[Segmentation mask data]
* * * *
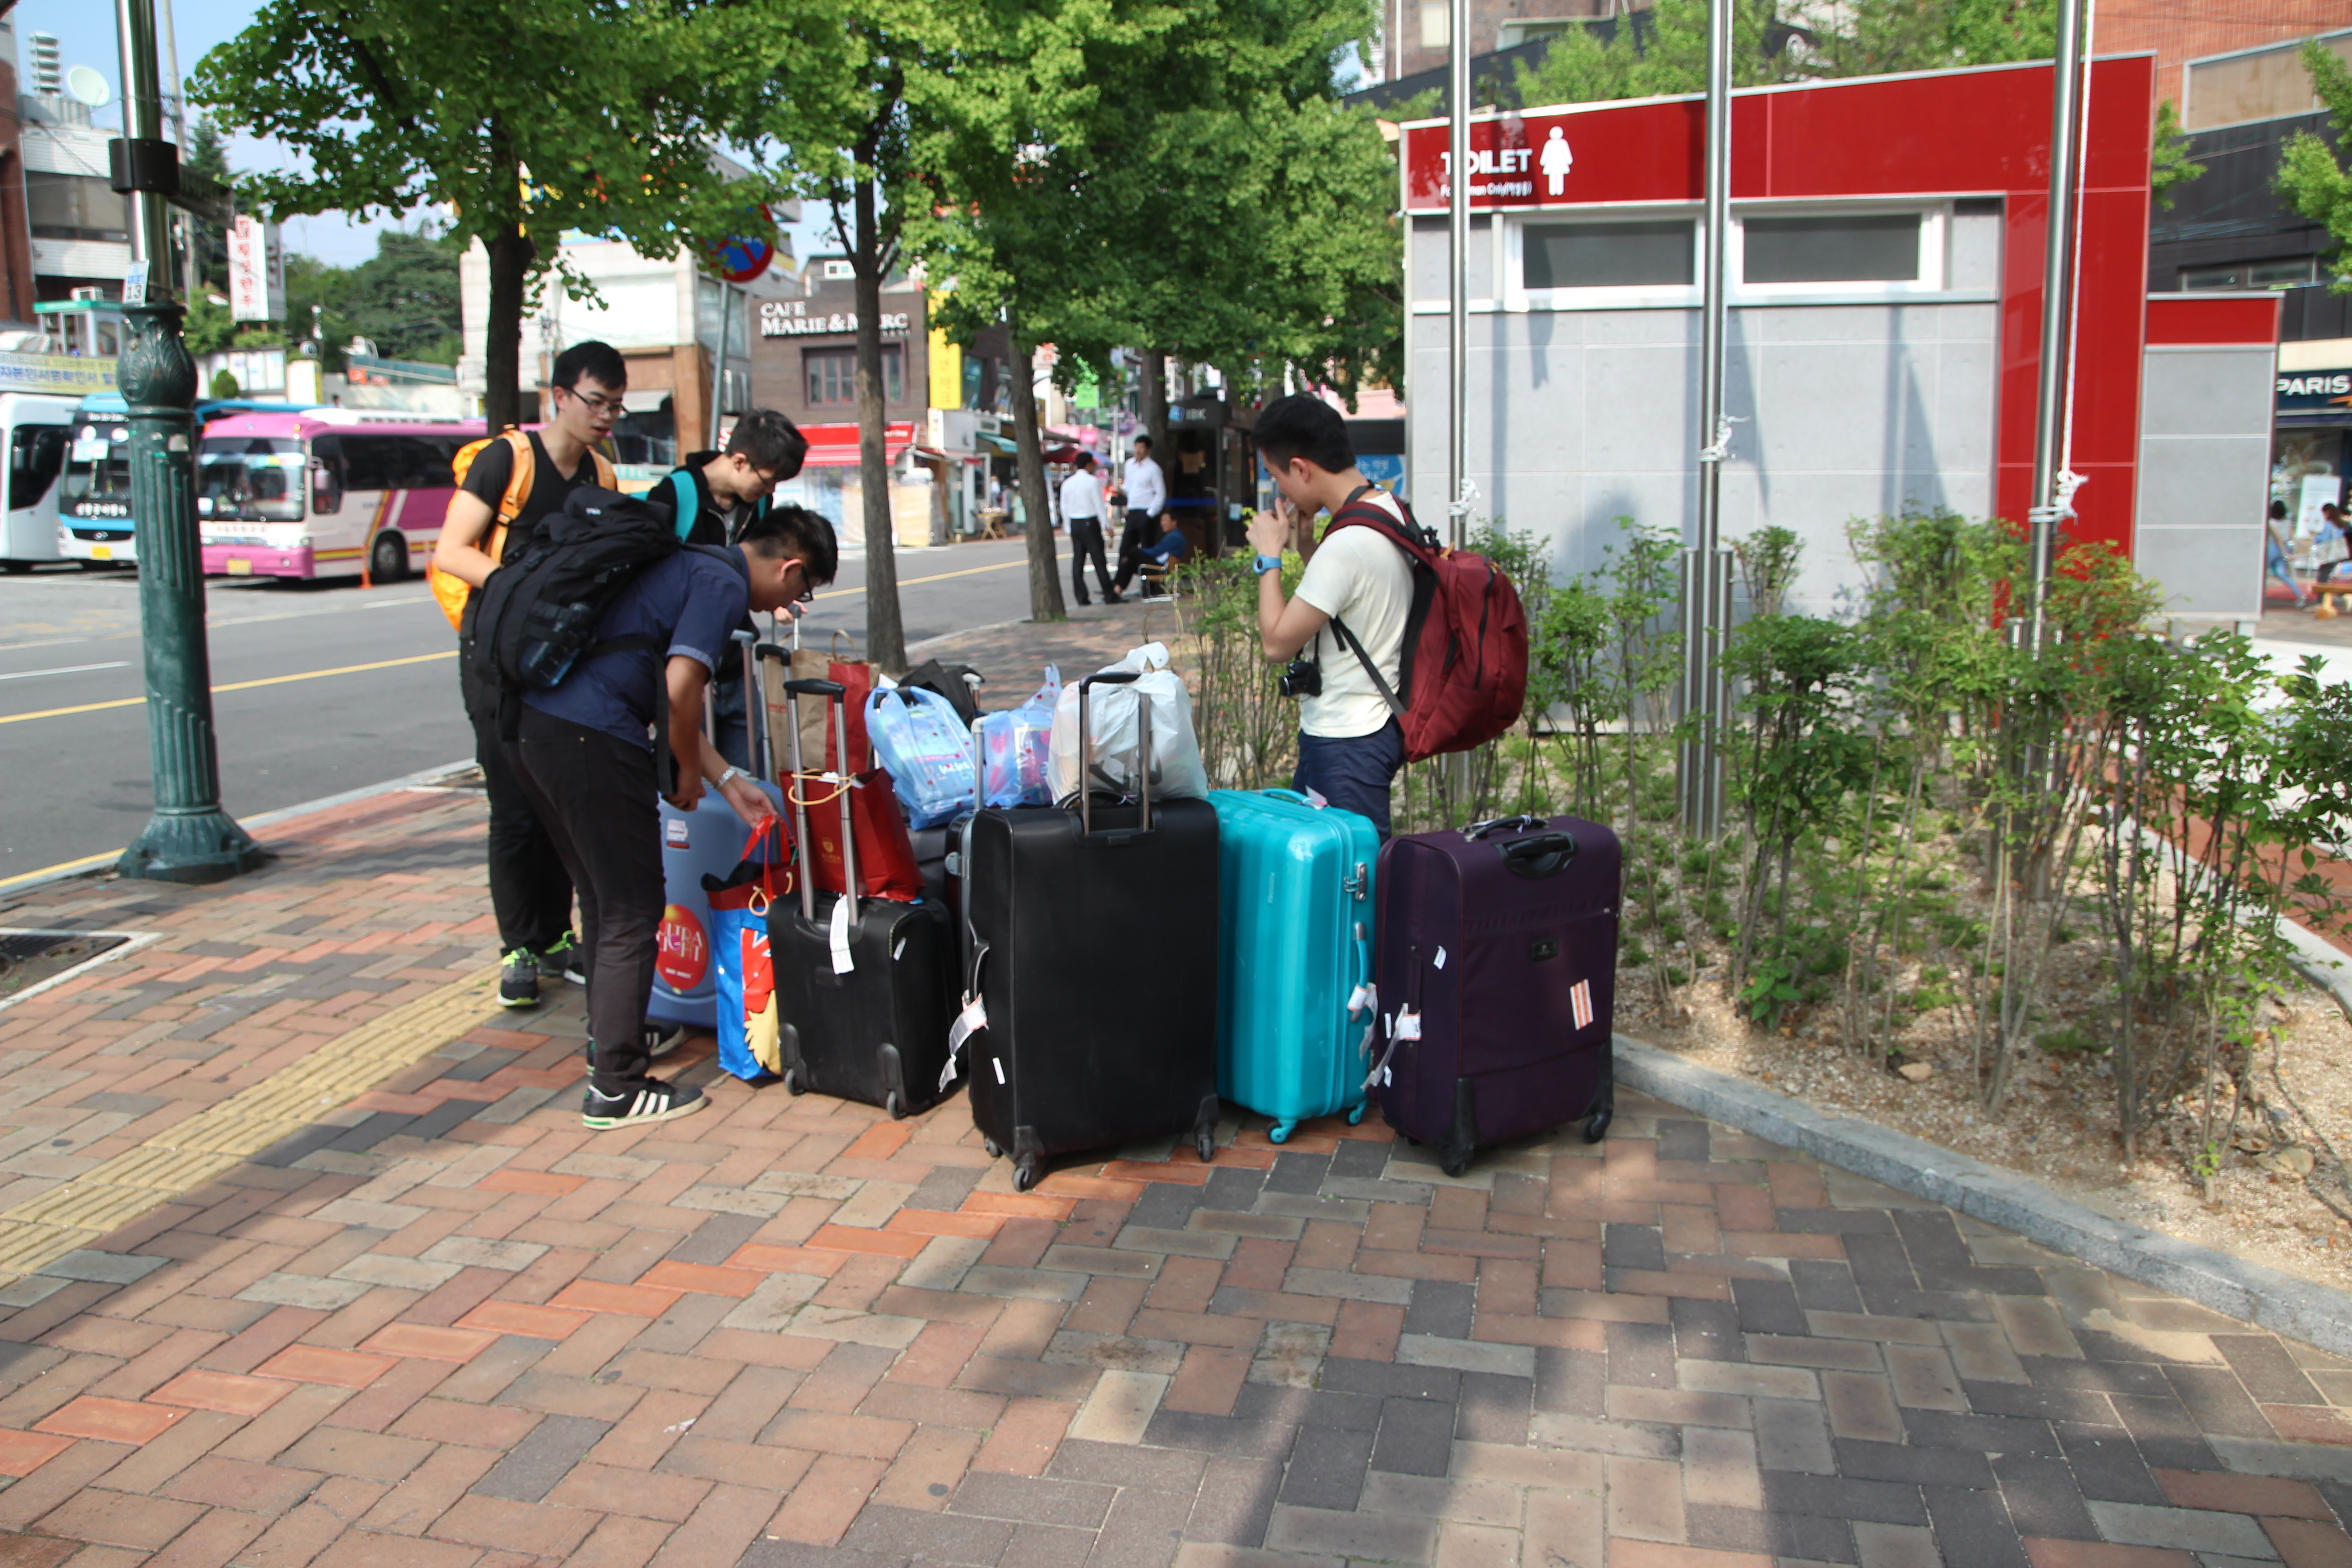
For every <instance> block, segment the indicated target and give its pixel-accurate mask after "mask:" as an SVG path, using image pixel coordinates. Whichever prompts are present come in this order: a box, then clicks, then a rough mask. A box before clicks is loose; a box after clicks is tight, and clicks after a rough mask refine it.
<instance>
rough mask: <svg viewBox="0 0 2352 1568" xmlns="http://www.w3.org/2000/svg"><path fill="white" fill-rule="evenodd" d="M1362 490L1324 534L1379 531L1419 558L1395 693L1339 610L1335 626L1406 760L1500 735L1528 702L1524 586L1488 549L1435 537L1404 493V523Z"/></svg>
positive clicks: (1418, 759) (1421, 756)
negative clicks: (1399, 745) (1361, 664)
mask: <svg viewBox="0 0 2352 1568" xmlns="http://www.w3.org/2000/svg"><path fill="white" fill-rule="evenodd" d="M1364 489H1371V487H1369V484H1367V487H1364ZM1362 496H1364V491H1362V489H1359V491H1357V494H1355V496H1348V505H1343V508H1341V510H1338V515H1336V517H1331V522H1329V527H1324V538H1331V534H1336V531H1338V529H1381V534H1383V536H1385V538H1388V541H1390V543H1392V545H1397V548H1399V550H1404V555H1406V557H1409V559H1411V562H1414V609H1411V611H1409V614H1406V618H1404V654H1402V658H1399V663H1397V691H1390V689H1388V682H1385V679H1383V677H1381V668H1378V665H1376V663H1371V656H1367V654H1364V644H1362V642H1357V639H1355V632H1350V630H1348V625H1345V623H1343V621H1338V618H1336V616H1334V621H1331V630H1334V632H1338V637H1341V642H1345V644H1348V651H1352V654H1355V656H1357V661H1362V665H1364V672H1367V675H1371V684H1374V686H1378V689H1381V698H1383V701H1385V703H1388V710H1390V712H1392V715H1397V724H1399V726H1402V729H1404V759H1406V762H1421V759H1423V757H1437V755H1439V752H1468V750H1470V748H1472V745H1484V743H1486V741H1494V738H1496V736H1501V733H1503V731H1505V729H1510V726H1512V724H1515V722H1517V719H1519V708H1522V705H1524V703H1526V609H1522V607H1519V590H1517V588H1512V585H1510V578H1508V576H1503V574H1501V569H1496V564H1494V562H1491V559H1486V557H1484V555H1472V552H1470V550H1446V548H1444V545H1439V543H1437V534H1432V531H1430V529H1425V527H1421V524H1418V522H1414V512H1411V508H1406V505H1404V501H1397V508H1399V510H1404V522H1402V524H1399V522H1397V520H1395V517H1390V515H1388V512H1385V510H1383V508H1378V505H1371V503H1369V501H1362Z"/></svg>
* * * *
→ PROMPT
The data above must be given back verbatim, minus its images.

→ WORKED SOLUTION
For every <instance> block, segment the indicated target and give its pixel-accurate mask after "mask:" as an SVG path, using image pixel coordinates. Whichever prompts are present come in this order: a box, then clicks, then a rough mask. A box before clicks is loose; a box after clicks is tight, and clicks after a rough mask refine it.
<instance>
rough mask: <svg viewBox="0 0 2352 1568" xmlns="http://www.w3.org/2000/svg"><path fill="white" fill-rule="evenodd" d="M1362 490L1324 534L1379 531L1419 558L1395 693L1339 610L1335 626L1406 760L1500 735L1528 702L1524 586L1488 549L1435 537L1404 493V523Z"/></svg>
positive clicks: (1418, 759) (1421, 756)
negative clicks: (1399, 745) (1361, 664)
mask: <svg viewBox="0 0 2352 1568" xmlns="http://www.w3.org/2000/svg"><path fill="white" fill-rule="evenodd" d="M1364 489H1371V487H1369V484H1367V487H1364ZM1362 496H1364V491H1362V489H1359V491H1357V494H1355V496H1348V505H1343V508H1341V510H1338V515H1336V517H1331V522H1329V527H1324V538H1331V534H1336V531H1338V529H1381V534H1383V536H1385V538H1388V541H1390V543H1392V545H1397V548H1399V550H1404V555H1406V557H1409V559H1411V562H1414V609H1411V611H1409V614H1406V618H1404V654H1402V658H1399V663H1397V691H1390V689H1388V682H1385V679H1383V677H1381V668H1378V665H1376V663H1371V656H1367V654H1364V644H1362V642H1357V639H1355V632H1350V630H1348V625H1345V623H1343V621H1338V618H1336V616H1334V621H1331V630H1334V632H1338V637H1341V642H1345V644H1348V651H1352V654H1355V656H1357V661H1362V665H1364V672H1367V675H1371V684H1374V686H1378V689H1381V698H1383V701H1385V703H1388V710H1390V712H1392V715H1397V724H1399V726H1402V729H1404V759H1406V762H1421V759H1423V757H1437V755H1439V752H1468V750H1470V748H1472V745H1484V743H1486V741H1494V738H1496V736H1501V733H1503V731H1505V729H1510V726H1512V724H1515V722H1517V719H1519V708H1522V705H1524V703H1526V609H1522V607H1519V590H1517V588H1512V585H1510V578H1508V576H1503V574H1501V569H1496V564H1494V562H1491V559H1486V557H1484V555H1472V552H1470V550H1446V548H1444V545H1439V543H1437V534H1432V531H1430V529H1425V527H1421V524H1418V522H1414V512H1411V508H1406V505H1404V501H1397V508H1399V510H1404V522H1402V524H1399V522H1397V520H1395V517H1390V515H1388V512H1385V510H1383V508H1378V505H1371V503H1369V501H1362Z"/></svg>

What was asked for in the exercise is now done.